++++ SUPPLIED DATA ++++
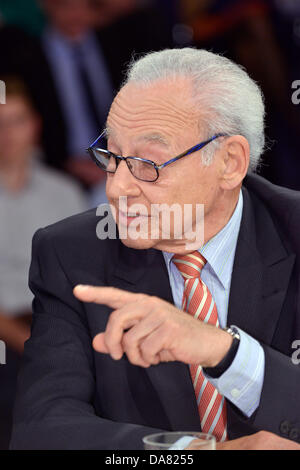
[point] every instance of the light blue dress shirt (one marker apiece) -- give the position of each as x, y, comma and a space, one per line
60, 54
242, 382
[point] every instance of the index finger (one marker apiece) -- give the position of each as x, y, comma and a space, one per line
111, 296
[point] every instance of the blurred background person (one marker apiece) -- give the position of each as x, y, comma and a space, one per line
246, 31
31, 196
81, 78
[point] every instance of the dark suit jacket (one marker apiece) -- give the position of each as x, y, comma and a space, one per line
72, 397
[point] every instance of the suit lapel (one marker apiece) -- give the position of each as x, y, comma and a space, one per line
261, 273
145, 271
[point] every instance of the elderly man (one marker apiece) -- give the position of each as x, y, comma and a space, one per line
143, 343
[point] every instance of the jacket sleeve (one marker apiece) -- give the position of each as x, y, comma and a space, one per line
278, 410
56, 384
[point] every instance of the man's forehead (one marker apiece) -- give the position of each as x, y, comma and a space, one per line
155, 113
155, 137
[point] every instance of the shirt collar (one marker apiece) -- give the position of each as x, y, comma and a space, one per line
219, 251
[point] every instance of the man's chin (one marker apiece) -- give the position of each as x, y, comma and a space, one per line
139, 243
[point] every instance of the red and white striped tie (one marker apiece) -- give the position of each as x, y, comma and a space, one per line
197, 300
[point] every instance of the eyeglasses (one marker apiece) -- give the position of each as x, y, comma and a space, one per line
141, 168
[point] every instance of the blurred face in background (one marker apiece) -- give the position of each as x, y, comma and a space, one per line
19, 131
73, 18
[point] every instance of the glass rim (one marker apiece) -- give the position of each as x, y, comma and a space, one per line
143, 161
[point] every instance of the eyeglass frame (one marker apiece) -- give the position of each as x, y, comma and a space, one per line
193, 149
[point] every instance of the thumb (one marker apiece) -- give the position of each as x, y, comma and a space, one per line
++++
SHORT PROBLEM
Lay out every line of the records above as a numbered list, skipping blank lines and leaving out the pictures.

RESPONSE TO THE TASK
1. [point] every instance of the light blue dress shirt (one marker apiece) -- give the position of each as x, y, comma and a space, one per line
2. 60, 54
3. 242, 382
4. [point] every instance of the index finger (one marker apiece) -- give the position of each as x, y, comma and a space, one per line
5. 111, 296
6. [point] every instance of the blurred background person (one marker apiece) -- give the position of each as x, y, comma and a space, one per line
7. 246, 31
8. 31, 196
9. 81, 78
10. [point] every instance of the dark suit jacket (one marker apiece) -- give the position of each as x, y, comma and a space, one per line
11. 72, 397
12. [point] every instance of the suit lapel (one marker apiece) -- give the position of each as x, y, comma and a space, one per line
13. 261, 273
14. 145, 271
15. [point] every instance of the elderly man (one marker apiece) -- give the position of each as x, y, comma and a space, one per line
16. 143, 343
17. [point] every instance of the jacket sleeve (one marker apiece) -- give the position of each as x, y, comma and a space, one per line
18. 278, 410
19. 56, 384
20. [point] every instance of the man's forehead (one marker apiece) -- give the position of each as x, y, comma and a space, one per line
21. 155, 113
22. 155, 137
23. [point] every instance of the shirt collar (one marker apiece) -- give the position of each as x, y, comma and a space, one per line
24. 219, 251
25. [point] every instance of the man's chin (one marker apiece) -- give the position of each as x, y, comma and a space, one per line
26. 139, 243
27. [point] every instance of the red and white striped tie (one marker apiece) -- give the position of each as x, y, comma and a space, one per line
28. 197, 300
29. [point] every instance of the eyeglasses (one marker apiece) -- give the position of each as x, y, comma and a space, one per line
30. 141, 168
31. [point] every instance of the blurred face in background (one marker apiece) -- give the position of each as x, y, comma and a space, one per line
32. 19, 131
33. 73, 18
34. [point] every instance of the glass rim (one marker apiece) -- give the position of each as x, y, comma and a space, one per line
35. 143, 161
36. [point] every instance of the eyeglass frame (one marker apiece) -- give the position of each as x, y, comma and a space, one per line
37. 193, 149
38. [point] every instance of the thumb (one marker apiece) -- give the position of each as x, y, comma and a space, one per line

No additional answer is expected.